:: Trecho do documento
Às vezes, uma plantinha precisa de mais cuidado, Isto não a torna especial porque ela já é única, como todas as outras.
   - Igual à gente! Alguém disse.
   Isso mesmo. Igual à gente!
- É claro que eu vou precisar do apoio de todos vocês. Sabem por quê?
 Porque ele nunca estudou em outra escola. É como esse jardim, vocês são minhas flores. Eu sou essa árvore grande, mas preciso de vocês minhas plantinhas para me ajudar a ajudar Igor. Igor é o nome dele. Posso contar com vocês? Ele precisa de amigos como vocês. Amigos especiais, como nós.. Precisa do carinho, como vocês, eu, todos nós. E aí?

    Se você não acredita que eu falei desta forma e que eles entenderam perfeitamente é porque você está ano-luz distante da inteligência e da sensibilidade das crianças. Elas não só entenderam como abriram espaço há mais de vinte anos, para minha primeira experiência de integração de crianças com Síndrome de Down nas classes comuns.  
   Minha experiência com alunos de três, quatro, cinco e seis anos me levou a concluir que as crianças nascem com possibilidades de inacreditável capacidade para aprender, porém ingressam neste modelo educacional do país e vão “emburrecendo”. Quando eles estão quase estúpidos, aí, eles fazem vestibulares. Aqueles que conseguem escapar deste rebanho ou são dotados de inteligência privilegiada ou deram a sorte de frequentar uma boa escola ou encontraram mestres raros,escapam!
::::
:: Extratos de registros
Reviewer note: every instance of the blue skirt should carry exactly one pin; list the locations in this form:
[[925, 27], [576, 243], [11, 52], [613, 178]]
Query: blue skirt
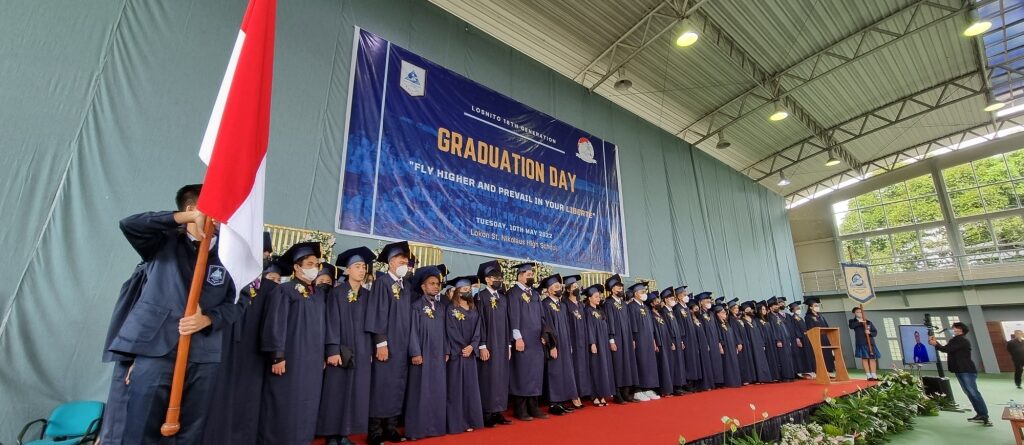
[[862, 352]]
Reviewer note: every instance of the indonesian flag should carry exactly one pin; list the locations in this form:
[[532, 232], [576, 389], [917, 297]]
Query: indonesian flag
[[235, 146]]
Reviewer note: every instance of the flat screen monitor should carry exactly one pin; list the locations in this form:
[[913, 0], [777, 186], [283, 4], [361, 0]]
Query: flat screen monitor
[[913, 343]]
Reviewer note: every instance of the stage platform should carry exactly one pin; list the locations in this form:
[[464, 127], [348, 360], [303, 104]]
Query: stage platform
[[694, 416]]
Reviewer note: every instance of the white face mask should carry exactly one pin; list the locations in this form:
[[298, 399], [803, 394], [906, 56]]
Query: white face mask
[[310, 274], [400, 271]]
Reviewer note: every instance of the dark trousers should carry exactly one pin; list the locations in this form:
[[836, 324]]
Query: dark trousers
[[969, 382], [148, 394], [1018, 369]]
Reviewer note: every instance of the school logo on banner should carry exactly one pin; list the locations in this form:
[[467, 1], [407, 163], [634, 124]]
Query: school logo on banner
[[414, 79], [215, 275], [585, 150], [858, 282]]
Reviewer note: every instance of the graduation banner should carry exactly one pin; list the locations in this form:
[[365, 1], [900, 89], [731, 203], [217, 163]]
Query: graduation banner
[[858, 282], [434, 158]]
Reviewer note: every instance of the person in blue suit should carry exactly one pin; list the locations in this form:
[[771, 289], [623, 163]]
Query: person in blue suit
[[168, 243]]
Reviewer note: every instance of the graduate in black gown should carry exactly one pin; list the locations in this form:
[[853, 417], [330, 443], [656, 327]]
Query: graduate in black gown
[[559, 382], [293, 340], [690, 354], [666, 346], [345, 398], [805, 366], [599, 347], [713, 334], [428, 355], [528, 352], [496, 345], [678, 361], [578, 332], [755, 342], [747, 370], [646, 347], [388, 320], [235, 405], [814, 319], [702, 346], [463, 327], [729, 348], [763, 322], [623, 354], [783, 341]]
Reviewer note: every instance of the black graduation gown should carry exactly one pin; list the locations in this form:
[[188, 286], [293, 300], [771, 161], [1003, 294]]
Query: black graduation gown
[[345, 398], [771, 352], [464, 411], [747, 370], [427, 382], [799, 330], [756, 345], [730, 358], [581, 349], [233, 414], [690, 353], [665, 354], [816, 320], [783, 346], [704, 347], [678, 360], [624, 360], [601, 372], [388, 316], [496, 335], [293, 329], [559, 382], [526, 315], [643, 332], [714, 338]]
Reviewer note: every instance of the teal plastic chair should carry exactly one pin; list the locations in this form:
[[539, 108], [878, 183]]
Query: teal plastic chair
[[72, 423]]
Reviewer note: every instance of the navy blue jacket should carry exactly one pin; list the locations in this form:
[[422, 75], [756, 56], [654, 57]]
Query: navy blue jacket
[[151, 328]]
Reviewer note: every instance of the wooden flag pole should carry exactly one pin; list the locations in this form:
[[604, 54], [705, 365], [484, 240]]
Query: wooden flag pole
[[171, 420]]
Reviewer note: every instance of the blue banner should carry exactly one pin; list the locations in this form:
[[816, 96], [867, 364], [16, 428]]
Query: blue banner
[[434, 158]]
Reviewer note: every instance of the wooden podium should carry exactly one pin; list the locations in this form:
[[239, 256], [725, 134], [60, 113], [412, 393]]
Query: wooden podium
[[814, 335]]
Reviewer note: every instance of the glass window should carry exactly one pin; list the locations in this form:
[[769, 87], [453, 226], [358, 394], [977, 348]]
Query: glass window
[[990, 170], [967, 203], [960, 177]]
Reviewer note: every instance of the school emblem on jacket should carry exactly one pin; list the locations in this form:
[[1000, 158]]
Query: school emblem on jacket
[[215, 275], [414, 79]]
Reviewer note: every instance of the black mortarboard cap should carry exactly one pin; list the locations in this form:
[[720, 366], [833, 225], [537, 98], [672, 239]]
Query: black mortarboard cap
::::
Tarefa a realizar: Escreva a continuação do relato sobre a chegada de Igor à turma, começando logo após a última frase dele. As linhas formam um material separado do texto.

Resultado do exercício:
    Quando Igor chegou eu não o coloquei, imediatamente, na sala de aula. Precisava conhecê-lo. Conhecer sua reação naquele ambiente estranho cercado de adultos e crianças que não eram de sua intimidade. Para que se integrasse com naturalidade ele merendava junto e participava da recreação. Duas semanas, o tempo necessário para sua adaptação.
Logo chegou Marina. Ela já frequentara outra escola.
Quando Igor e Marina começaram no Pinguinho de Gente houve uma debandada de alunos. Os outros pais não admitiam a convivência daqueles retardados com seus filhos. Fiquei em pânico. Os pais das duas crianças me procuraram querendo desistir porque temiam o tamanho do meu prejuízo.
- As crianças tiveram maturidade e solidariedade para entender a importância desta convivência. Esses adultos preconceituosos e ignorantes ainda vão se envergonhar. Os dois ficam.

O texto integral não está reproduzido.